The request: State how many lines of the records below contain the word "mountain", giving only the number.

Coordinate labeling data:
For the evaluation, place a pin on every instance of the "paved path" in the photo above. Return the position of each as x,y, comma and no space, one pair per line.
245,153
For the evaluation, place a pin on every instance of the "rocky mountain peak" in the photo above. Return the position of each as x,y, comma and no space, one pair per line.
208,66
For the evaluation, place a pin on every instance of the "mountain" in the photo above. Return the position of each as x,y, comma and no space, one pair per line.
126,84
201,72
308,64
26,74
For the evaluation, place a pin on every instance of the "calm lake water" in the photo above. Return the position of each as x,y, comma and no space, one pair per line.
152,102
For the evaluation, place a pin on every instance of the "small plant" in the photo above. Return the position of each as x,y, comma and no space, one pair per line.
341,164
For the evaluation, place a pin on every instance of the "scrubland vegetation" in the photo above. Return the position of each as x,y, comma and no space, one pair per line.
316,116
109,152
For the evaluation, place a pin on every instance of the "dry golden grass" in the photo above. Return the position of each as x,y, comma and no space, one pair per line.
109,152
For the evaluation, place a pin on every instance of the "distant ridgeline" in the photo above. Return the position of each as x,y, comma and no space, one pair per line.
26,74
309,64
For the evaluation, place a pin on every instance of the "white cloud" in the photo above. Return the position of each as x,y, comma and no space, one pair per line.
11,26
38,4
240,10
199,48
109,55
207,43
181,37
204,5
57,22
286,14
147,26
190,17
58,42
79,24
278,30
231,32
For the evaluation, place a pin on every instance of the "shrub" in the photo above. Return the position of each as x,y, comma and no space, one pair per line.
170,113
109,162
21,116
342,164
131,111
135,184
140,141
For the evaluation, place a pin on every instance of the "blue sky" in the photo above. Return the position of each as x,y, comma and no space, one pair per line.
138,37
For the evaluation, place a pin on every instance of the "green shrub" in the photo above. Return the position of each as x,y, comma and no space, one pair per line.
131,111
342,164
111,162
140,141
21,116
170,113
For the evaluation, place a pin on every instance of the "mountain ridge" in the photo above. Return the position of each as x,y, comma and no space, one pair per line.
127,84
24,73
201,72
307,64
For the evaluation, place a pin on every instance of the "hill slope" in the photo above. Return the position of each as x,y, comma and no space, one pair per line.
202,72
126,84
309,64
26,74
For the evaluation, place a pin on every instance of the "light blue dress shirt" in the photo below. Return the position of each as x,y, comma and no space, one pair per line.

Answer to the exercise: 3